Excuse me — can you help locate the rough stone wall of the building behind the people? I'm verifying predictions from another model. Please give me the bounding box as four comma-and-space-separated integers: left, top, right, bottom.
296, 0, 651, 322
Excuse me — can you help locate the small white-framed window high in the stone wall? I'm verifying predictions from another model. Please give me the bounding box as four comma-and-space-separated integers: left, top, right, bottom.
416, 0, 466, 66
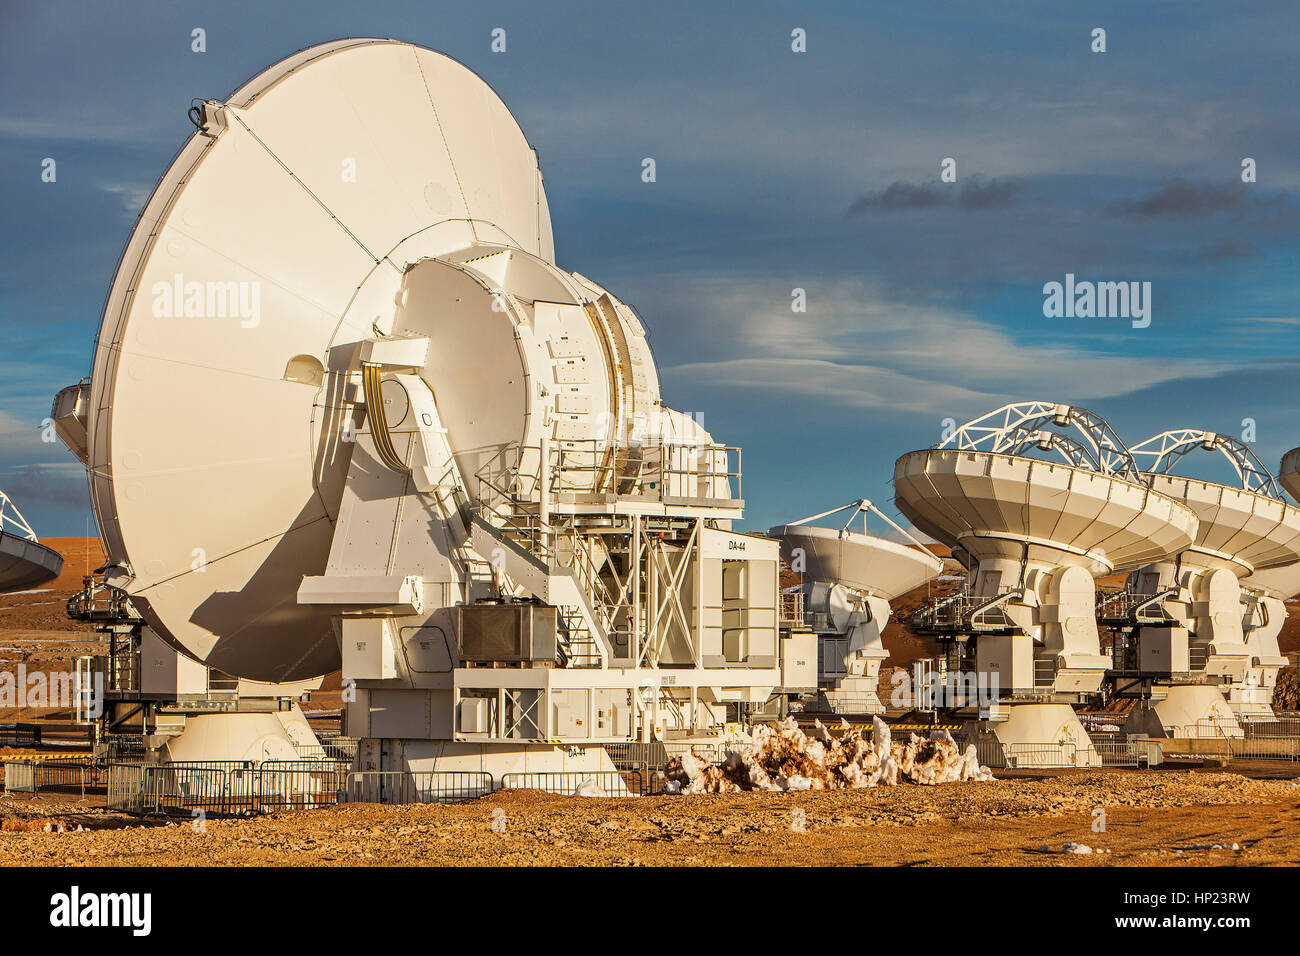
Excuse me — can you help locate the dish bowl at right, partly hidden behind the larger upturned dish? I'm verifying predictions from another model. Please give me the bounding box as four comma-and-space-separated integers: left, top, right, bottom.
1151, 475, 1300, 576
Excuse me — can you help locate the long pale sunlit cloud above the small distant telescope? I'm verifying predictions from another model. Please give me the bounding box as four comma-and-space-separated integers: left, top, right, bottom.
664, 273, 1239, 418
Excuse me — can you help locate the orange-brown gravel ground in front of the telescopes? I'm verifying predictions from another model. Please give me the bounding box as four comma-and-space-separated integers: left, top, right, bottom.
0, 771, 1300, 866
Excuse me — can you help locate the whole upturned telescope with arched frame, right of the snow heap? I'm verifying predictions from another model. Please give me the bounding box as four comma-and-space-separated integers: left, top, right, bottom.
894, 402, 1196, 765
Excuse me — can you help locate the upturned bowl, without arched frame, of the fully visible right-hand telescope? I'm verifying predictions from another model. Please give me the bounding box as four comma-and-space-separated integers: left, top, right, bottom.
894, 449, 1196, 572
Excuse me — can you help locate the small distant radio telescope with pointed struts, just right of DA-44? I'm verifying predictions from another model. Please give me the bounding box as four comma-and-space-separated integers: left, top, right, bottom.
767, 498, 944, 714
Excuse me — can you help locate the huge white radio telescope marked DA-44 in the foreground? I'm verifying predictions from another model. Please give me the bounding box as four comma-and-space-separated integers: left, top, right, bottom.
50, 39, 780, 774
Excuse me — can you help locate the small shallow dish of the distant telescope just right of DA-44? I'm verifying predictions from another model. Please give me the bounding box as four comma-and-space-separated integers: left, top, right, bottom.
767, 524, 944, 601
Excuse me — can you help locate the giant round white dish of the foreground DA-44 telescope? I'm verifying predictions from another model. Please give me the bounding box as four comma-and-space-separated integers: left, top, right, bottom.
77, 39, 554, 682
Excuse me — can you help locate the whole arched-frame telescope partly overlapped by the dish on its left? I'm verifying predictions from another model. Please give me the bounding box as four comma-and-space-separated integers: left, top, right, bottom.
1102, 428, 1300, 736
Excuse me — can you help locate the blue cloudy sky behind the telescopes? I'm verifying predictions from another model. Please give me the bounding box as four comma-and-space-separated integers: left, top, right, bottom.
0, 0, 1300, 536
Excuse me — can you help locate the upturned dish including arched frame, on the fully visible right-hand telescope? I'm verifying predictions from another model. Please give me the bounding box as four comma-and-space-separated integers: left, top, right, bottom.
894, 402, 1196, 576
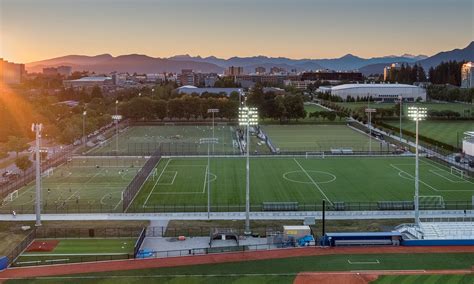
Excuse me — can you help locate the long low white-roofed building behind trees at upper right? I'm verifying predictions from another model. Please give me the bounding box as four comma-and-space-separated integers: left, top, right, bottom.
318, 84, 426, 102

■ TRY IT ■
Return all of the entries exactly as written, but drop any pictures they hold.

■ SOLUTION FOR THIS TASK ■
Excuse me — can you help locate the rough stone wall of the building behind the people? I'm verifying predictions from another model. Please give me the bounding box as four comma-and-space-separated integers: left, top, right, bottom.
296, 0, 651, 322
Excuse me — can you help locate the small white-framed window high in the stone wall? I'm verifying predictions from another model. Please give me the bounding box as four comma-and-space-separated integers: left, top, right, bottom.
416, 0, 466, 66
Excuse me — can you help locate the dish bowl at right, partly hidden behind the larger upturned dish? I'm verifying predictions from another model. Please give me the bounding box as four comma-and-space-separated integers: left, top, right, bottom.
1151, 475, 1300, 576
Excuse me — can you help locate the long pale sunlit cloud above the small distant telescope? I'm verifying predictions from another model. Please give me the bounding box as four comma-and-space-separated integers: left, top, right, bottom.
664, 273, 1239, 418
Excuse me — can you help locate the orange-brown gravel ground in front of the telescopes? I'm verifying predictions from another model. Please give me the bounding box as four comma-and-space-separated integers: left, top, right, bottom.
0, 771, 1300, 866
Excuse me — can you help locate the whole upturned telescope with arched frame, right of the snow heap? I'm verifying predictions from another model. Please give me the bounding box as four comma-and-space-separated integers: left, top, right, bottom.
894, 402, 1196, 765
Excuse me — can you help locate the upturned bowl, without arched frame, of the fully visible right-hand telescope? I'm verifying predictions from another model. Please give me the bounding box as four comma-and-space-separated integers: left, top, right, bottom.
894, 449, 1196, 572
Excuse me — can you help locate the small distant radio telescope with pointed struts, just right of DA-44? I'm verifying predictions from another model. Please give me the bounding box as four comma-and-space-separated integers: left, top, right, bottom.
767, 498, 944, 714
Excuse me — can you help locate the huge white radio telescope marked DA-44 in the foreground? I'm verifying predictions from another model. Please give me the bounding box as four comma-and-space-separated integers: left, top, right, bottom.
50, 39, 780, 774
Excuse me — can you help locate the small shallow dish of the distant telescope just right of DA-44? I'm verifying predictions from another model. Please give me the bounding box as four comma-and-space-separated integers: left, top, right, bottom.
767, 524, 944, 601
Excuse me — can you help locate the giant round white dish of the foreground DA-44 telescope? I'm verifying predictions from another model. Please give me the bounding box as four comma-and-space-separated integers: left, top, right, bottom.
77, 39, 554, 682
Excuse me — can you help locate the whole arched-frame telescope partly overlapped by the dish on its left? I'm verifying predictions from another model. Please give me the bounding box as four comma-and-space-separated integers: left, top, right, bottom.
1102, 428, 1300, 736
Excuse me — can you help locate the blue cloudy sky behind the telescopes? I'm verifying predictions from another model. Please give me the bounding box as four comma-and-space-separated integers: left, top, right, bottom.
0, 0, 1300, 536
Excuse me — can you help locate the upturned dish including arched frame, on the fully visible right-hand telescope? I'm verifying predictions from another model. Please give me the bounding box as four comma-and-space-separated integers: left, top, right, bottom.
894, 402, 1196, 576
Excuse me — can you help locate the long low white-roofed building behind trees at upper right? I'm verifying predictions from another model. Please give me the bounding box as four comma-and-space-separated integers: left, top, right, bottom.
318, 84, 426, 102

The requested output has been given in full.